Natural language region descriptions
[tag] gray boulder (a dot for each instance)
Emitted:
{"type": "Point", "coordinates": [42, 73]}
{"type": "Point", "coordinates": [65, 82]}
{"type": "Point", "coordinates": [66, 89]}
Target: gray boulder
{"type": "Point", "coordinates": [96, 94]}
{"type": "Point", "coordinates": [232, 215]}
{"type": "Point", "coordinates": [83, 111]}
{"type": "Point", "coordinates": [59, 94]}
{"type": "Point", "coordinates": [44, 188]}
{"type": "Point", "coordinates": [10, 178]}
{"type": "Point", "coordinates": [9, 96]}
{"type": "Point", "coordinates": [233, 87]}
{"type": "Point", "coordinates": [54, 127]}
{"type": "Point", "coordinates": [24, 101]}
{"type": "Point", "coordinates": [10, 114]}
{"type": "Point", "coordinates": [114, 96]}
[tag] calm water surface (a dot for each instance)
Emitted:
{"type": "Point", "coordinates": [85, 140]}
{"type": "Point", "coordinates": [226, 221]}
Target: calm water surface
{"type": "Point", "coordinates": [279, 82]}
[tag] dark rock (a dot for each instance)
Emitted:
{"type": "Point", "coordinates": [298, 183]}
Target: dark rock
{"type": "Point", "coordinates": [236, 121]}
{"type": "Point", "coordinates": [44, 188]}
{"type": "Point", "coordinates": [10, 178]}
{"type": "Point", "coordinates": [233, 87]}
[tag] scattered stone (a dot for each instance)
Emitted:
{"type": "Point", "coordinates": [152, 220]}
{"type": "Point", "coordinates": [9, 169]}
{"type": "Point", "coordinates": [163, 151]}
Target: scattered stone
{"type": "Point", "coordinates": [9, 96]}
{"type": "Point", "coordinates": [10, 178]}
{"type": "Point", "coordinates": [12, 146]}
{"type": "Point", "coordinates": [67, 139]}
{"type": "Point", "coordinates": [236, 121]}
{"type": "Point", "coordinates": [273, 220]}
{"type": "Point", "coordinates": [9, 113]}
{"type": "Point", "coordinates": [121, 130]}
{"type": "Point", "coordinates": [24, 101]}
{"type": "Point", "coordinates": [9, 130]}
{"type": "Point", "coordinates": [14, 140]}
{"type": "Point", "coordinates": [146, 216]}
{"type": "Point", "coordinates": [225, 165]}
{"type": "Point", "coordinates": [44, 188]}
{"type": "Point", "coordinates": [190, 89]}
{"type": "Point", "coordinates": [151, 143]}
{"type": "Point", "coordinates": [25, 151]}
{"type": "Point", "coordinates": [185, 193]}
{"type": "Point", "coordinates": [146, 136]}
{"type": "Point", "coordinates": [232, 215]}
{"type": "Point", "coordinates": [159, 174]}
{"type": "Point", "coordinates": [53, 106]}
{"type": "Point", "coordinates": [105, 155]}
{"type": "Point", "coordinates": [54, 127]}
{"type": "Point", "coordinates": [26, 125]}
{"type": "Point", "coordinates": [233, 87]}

Task goal: Looking at the entries above, state the number of lines that contain "instance" and add nothing more.

Answer to this task: 4